*Exercise*: Write back every line of the listing exactly, excluding images.

*Provided data*:
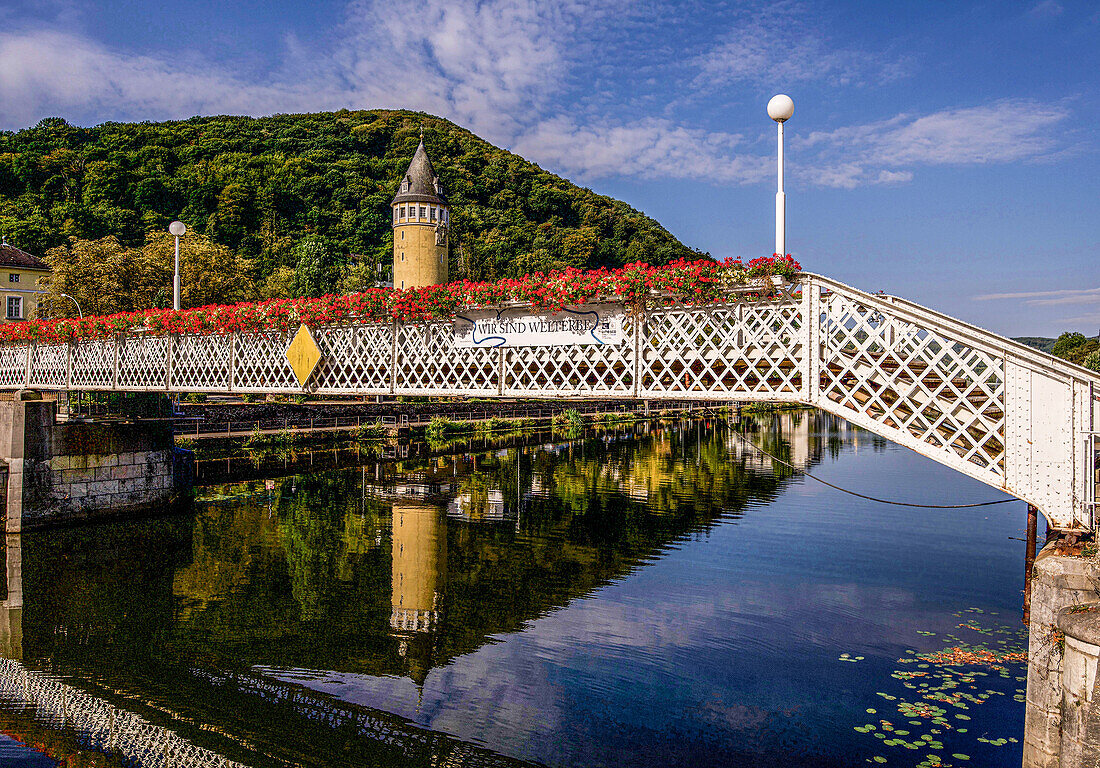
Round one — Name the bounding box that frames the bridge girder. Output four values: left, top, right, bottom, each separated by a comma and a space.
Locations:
0, 275, 1096, 531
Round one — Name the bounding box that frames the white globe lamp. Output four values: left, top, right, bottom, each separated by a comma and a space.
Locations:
767, 94, 794, 123
768, 95, 793, 257
169, 221, 187, 310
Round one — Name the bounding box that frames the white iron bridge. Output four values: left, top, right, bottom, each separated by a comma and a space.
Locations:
1, 274, 1097, 531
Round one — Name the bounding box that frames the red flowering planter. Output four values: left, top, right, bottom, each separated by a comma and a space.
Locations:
1, 256, 800, 345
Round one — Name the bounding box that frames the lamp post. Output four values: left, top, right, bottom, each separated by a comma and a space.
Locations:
169, 221, 186, 310
58, 292, 82, 319
767, 94, 794, 257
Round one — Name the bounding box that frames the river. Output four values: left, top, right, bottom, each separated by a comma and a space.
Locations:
0, 410, 1032, 768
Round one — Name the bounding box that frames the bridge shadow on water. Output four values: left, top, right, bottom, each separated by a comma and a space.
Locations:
0, 411, 972, 768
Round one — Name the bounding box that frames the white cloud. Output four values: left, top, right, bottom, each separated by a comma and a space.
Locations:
512, 116, 769, 183
0, 6, 1076, 191
1027, 0, 1064, 18
693, 1, 909, 88
336, 0, 621, 141
0, 29, 343, 127
975, 287, 1100, 306
796, 99, 1071, 188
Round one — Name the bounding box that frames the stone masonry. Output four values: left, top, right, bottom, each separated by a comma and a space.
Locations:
0, 391, 192, 531
1025, 545, 1100, 768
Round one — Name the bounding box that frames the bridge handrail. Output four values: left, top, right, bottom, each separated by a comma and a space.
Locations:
807, 273, 1100, 384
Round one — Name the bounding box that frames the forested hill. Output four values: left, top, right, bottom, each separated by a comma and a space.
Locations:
0, 110, 697, 286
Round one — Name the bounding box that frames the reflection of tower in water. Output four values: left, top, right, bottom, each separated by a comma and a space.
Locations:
779, 411, 811, 469
390, 502, 446, 685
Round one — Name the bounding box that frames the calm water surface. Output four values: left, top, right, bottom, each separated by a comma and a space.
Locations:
0, 412, 1031, 767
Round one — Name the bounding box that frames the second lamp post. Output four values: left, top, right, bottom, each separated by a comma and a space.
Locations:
169, 220, 186, 311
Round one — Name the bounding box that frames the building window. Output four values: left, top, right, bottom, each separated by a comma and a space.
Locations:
419, 207, 426, 219
8, 274, 18, 283
401, 230, 404, 240
6, 296, 22, 319
430, 208, 436, 222
400, 206, 406, 218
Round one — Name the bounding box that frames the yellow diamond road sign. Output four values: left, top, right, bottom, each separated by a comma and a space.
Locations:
286, 324, 323, 387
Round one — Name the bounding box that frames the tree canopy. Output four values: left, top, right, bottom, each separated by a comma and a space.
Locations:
1050, 331, 1100, 371
0, 110, 698, 314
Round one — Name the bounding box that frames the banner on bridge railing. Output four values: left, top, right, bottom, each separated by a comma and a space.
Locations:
453, 303, 626, 348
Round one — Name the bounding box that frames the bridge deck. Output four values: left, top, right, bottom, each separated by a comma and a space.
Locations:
0, 274, 1096, 530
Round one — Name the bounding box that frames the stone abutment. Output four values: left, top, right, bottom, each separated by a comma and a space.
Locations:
0, 391, 192, 532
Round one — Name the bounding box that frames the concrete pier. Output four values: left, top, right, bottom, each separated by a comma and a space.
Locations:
1055, 602, 1100, 766
0, 391, 192, 532
1024, 543, 1100, 768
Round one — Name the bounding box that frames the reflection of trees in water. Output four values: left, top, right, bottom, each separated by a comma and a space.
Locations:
2, 411, 858, 768
20, 414, 850, 680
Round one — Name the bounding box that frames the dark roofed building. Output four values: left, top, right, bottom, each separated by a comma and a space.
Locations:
0, 243, 49, 271
0, 241, 50, 321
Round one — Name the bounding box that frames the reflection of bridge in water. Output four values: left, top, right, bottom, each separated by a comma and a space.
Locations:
0, 415, 841, 767
0, 525, 542, 767
0, 657, 246, 768
192, 667, 532, 768
0, 533, 247, 768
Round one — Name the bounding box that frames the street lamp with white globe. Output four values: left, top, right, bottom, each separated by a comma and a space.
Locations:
169, 221, 186, 311
767, 94, 794, 258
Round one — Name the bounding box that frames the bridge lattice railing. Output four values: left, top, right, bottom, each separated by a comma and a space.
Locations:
0, 657, 244, 767
1, 275, 1096, 530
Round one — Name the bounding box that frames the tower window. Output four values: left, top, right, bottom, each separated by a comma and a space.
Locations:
8, 274, 18, 283
430, 208, 436, 222
419, 207, 426, 219
401, 231, 404, 240
399, 206, 405, 218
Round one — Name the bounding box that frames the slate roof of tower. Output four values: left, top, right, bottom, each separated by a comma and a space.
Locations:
392, 139, 448, 206
0, 243, 49, 270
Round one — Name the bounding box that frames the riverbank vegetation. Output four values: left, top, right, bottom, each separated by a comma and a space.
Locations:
1018, 332, 1099, 371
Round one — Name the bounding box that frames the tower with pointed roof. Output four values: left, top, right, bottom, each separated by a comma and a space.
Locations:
392, 137, 449, 289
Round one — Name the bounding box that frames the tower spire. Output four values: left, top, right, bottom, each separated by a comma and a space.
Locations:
392, 140, 450, 289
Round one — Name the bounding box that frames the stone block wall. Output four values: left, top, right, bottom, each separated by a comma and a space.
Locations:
1056, 604, 1100, 767
0, 392, 192, 531
1024, 546, 1100, 768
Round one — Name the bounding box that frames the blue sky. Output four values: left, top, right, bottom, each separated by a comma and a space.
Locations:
0, 0, 1097, 336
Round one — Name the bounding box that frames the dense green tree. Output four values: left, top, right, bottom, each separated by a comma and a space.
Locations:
1052, 332, 1087, 358
0, 110, 699, 300
42, 231, 253, 317
1050, 331, 1099, 367
292, 235, 339, 298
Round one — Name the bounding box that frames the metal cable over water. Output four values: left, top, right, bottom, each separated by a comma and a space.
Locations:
732, 429, 1017, 509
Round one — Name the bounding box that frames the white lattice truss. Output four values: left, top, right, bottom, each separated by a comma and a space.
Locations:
0, 657, 245, 768
3, 275, 1098, 530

*Task answer*:
Round one — Name the bounding box that frames the bridge girder. Output four values: left, top, right, bottom, each separated by a comma and a space.
Locations:
0, 275, 1096, 531
Round one — Name the bounding box that frames the white globe lamp. Output four values: left, top, right, bottom, each separated by a comma and a space.
Locations:
767, 94, 794, 123
768, 95, 793, 257
169, 221, 187, 310
Round one — Name the bounding box that frames the white iron bridge. Output four values: left, top, right, bottom, each separated by a comma and a space.
Locations:
1, 274, 1097, 531
Round one — Name the bounding box that frames the red flowering planter. Output four values: left, top, right, bottom, each separated by a comma and a space.
Locations:
1, 256, 800, 345
Round one — Name the bounding box that frames the lamp post. Output four values: left, top, right, bottom, each separated by a comma and a space.
Locations:
169, 221, 186, 310
58, 292, 82, 319
767, 94, 794, 257
Round one — Name the bounding box that frames the river. Output four values: left, top, right, bottom, each separated by a comma and a space.
Locations:
0, 410, 1032, 768
Round one — Name the bounding box that frames the bridge shadow on water. Output four values: left, top, right, bottom, each separated by a comma and a space.
Locations:
0, 411, 972, 768
Round one — Name the bounding box that frames the white cloud. Output four values: left, top, right, bottom, each separated by a comma and a space.
Locations:
512, 116, 769, 183
0, 6, 1076, 191
1027, 0, 1064, 18
693, 1, 909, 88
336, 0, 621, 141
0, 29, 343, 127
975, 287, 1100, 306
796, 99, 1071, 188
Round one — Name the bounding box that frames the stone masonry. Output four values: left, top, right, bottom, each separated by a comma and a space.
Locations:
0, 391, 192, 531
1025, 545, 1100, 768
Round one — Name the bounding box that frames the bridge handrail. Output four values: left, top, right, bottom, each separated by a comma and a space.
Locations:
807, 273, 1100, 384
Round one — Name the bounding box that frames the forested hill. Output four values: left, top, right, bottom, each separated by a comma and a space.
Locations:
0, 110, 697, 286
Round one — Name the bounding box that frames the reflection of tower in water. Output four values: left, top, right, bottom, each separated by a comma and a space.
Locations:
779, 411, 811, 469
390, 502, 446, 685
Round one — Name the bounding box that frames the calm water surface. Output four values: left, top, right, bottom, each separated by a comma and a space.
Locations:
0, 412, 1031, 767
Round one — Name the bounding box that frames the second lamp post. Output four values: left, top, right, bottom, each separated by a comma and a space.
Locations:
169, 220, 186, 311
Round one — Name the bounding box that frames the building window. Output four values: left, top, right, bottom, each separated by a comma and a space.
Locations:
419, 207, 426, 219
8, 274, 18, 283
401, 230, 404, 240
6, 296, 22, 319
430, 208, 436, 222
400, 206, 406, 218
Round one — Name the bounding box that frames the yellow diamond road sign. Output four values: left, top, right, bottom, each separated by a comma and a space.
Locations:
286, 324, 323, 387
Round one — Name the bounding box that frames the tree canopy. Output four values: left, top, right, bottom, each separated by a comma and a space.
Locations:
1050, 331, 1100, 371
0, 110, 698, 314
Round one — Name the bounding box that frames the banner on bridge railing. Output four values: left, top, right, bottom, each separated by a comma and a space.
Locations:
453, 303, 626, 348
Round one — Name the bounding box that frames the bridge deck. Output four values: left, top, right, bottom, each separated by a comma and a space.
Locations:
0, 274, 1096, 530
Round one — Name the bounding box that frames the stone abutment. Output four values: left, top, right, bottom, each separated by a comma and a space.
Locations:
0, 391, 192, 532
Round one — Name the bounding box that frames the concrete pier. Output four values: left, top, right, bottom, each separated by a comma and a space.
Locations:
1055, 602, 1100, 766
0, 391, 192, 532
1024, 543, 1100, 768
Round one — Name the bounding box that frames the reflection of trees in water. Output four values: left, top, right, bottom, each separated by a comma and a space.
Locations:
2, 411, 858, 768
20, 414, 850, 680
Round one — Name the bounding box that frames the dark roofed building. Output four values: left, top, right, bottom, each separated by a comma and a space.
Locations:
0, 243, 49, 271
0, 241, 50, 321
Round one — Name the bounding box that frames the reflection of bridge in water. Output four values: left, top, right, bottom, each separated by a comma and a space.
Locations:
0, 415, 841, 767
0, 525, 542, 767
0, 657, 246, 768
192, 667, 532, 768
0, 533, 247, 768
Round one — Name the bounding box that frames the street lamp with white globe. Output four values: left, top, right, bottom, each separated by a comma and a space.
Locations:
169, 221, 186, 311
767, 94, 794, 258
Round one — Name the bounding box that frames the bridge lattice railing. Output four values: left, top, right, bottom, each separated by a comma and a space.
Locations:
0, 657, 244, 767
1, 275, 1096, 530
Round one — Name the bounding box that frames the tower window. Output four values: left, top, right, bottom, each separated by a comma and a space.
Locations:
8, 274, 18, 283
430, 208, 436, 222
419, 207, 426, 219
401, 231, 404, 240
399, 206, 405, 218
Round one — Name the bounding box that frames the slate roof of tower. Output four values: left, top, right, bottom, each separated by a comma and a space.
Locations:
392, 139, 448, 206
0, 243, 49, 270
Round one — Name the bounding box that frames the riverbank vegetation. Output four values: left, top, right, bottom, each separated by a comma and a space.
Locations:
1018, 332, 1099, 371
Round one — Name the bounding box that frames the tower with pointed roof. Output four values: left, top, right, bottom, each separated by a comma and a space.
Locations:
392, 137, 449, 289
Round one — Name the bounding box that frames the tower spire. Output four values: left, top, right, bottom, each separated by a comma and a space.
Locations:
392, 140, 450, 289
Round one — Name the bounding box that frames the stone block wall. Output four values: left, top, right, bottom, each separated by a comma and a space.
Locations:
1056, 604, 1100, 767
0, 392, 192, 531
1024, 546, 1100, 768
Round one — Name the bounding box that frames the blue sky. Output four values: left, top, right, bottom, each separated by a comma and a space.
Locations:
0, 0, 1097, 336
Round one — Name the bounding box that frames the dense green tree. Output four values: left, top, right, bottom, each separated by a comma and a space.
Locations:
1052, 332, 1087, 358
0, 110, 699, 300
42, 231, 253, 317
1050, 331, 1099, 367
292, 235, 339, 298
Round one — Name the bounding box that frames the metal cable over water. Output four values: left, top, right, bottom, each separated by a comma and a space.
Locations:
732, 429, 1017, 509
Round one — Name the bounding box that frames the white lattice truss. Output four values: left, top, right, bottom, each separated by a comma and a space.
Locations:
0, 657, 245, 768
3, 275, 1098, 530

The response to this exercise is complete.